+++ Data records
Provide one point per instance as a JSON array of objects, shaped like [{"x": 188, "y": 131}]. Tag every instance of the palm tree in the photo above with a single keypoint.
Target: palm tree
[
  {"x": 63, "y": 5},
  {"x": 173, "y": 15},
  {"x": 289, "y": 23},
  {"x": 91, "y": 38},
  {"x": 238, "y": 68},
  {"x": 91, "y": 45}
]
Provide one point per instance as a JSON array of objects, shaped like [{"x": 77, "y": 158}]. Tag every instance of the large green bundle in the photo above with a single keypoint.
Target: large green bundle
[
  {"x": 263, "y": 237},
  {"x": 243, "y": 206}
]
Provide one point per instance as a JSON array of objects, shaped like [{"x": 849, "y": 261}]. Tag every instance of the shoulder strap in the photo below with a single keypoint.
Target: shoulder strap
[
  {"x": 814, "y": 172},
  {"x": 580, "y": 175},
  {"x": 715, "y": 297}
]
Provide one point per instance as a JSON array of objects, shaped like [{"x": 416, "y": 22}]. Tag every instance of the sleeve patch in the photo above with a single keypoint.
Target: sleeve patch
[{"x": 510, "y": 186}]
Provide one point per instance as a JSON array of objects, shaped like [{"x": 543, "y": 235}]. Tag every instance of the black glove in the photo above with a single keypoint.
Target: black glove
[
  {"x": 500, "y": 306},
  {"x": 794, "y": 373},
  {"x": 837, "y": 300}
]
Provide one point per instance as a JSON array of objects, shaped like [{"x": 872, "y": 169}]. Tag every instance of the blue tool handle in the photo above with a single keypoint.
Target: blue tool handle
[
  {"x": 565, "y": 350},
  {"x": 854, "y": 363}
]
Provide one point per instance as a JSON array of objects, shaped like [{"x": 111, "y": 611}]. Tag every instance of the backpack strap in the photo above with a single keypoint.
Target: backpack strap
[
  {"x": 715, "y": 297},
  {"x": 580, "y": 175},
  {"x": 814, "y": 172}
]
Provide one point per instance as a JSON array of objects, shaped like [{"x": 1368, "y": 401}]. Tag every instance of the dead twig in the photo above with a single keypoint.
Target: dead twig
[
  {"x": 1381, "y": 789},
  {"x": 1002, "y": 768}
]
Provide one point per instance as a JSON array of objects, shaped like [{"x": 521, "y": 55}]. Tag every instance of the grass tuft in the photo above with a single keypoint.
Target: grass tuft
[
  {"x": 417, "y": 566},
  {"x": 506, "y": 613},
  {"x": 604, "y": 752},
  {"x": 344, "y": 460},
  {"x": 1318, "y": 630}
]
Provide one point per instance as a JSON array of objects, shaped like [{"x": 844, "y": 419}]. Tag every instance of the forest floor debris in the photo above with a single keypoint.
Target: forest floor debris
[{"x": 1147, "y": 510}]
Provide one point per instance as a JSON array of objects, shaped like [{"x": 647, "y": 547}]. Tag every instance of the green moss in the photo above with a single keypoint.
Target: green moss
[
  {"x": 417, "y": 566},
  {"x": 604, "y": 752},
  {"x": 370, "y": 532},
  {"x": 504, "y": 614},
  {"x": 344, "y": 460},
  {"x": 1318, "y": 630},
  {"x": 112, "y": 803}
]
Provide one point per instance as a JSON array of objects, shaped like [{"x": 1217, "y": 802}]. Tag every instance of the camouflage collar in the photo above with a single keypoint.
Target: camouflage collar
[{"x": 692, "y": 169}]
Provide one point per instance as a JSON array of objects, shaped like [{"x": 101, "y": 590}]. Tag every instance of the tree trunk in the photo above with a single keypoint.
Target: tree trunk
++++++
◆ **Exercise instructions**: Wherever a line in the records contains the word "trunk", copy that line.

◆ **Result of the task**:
Provide one point per instance as a JSON array of objects, shaped like [{"x": 101, "y": 590}]. Tag every instance of the tree trunk in the photo above with a single keypoint.
Target: tree trunk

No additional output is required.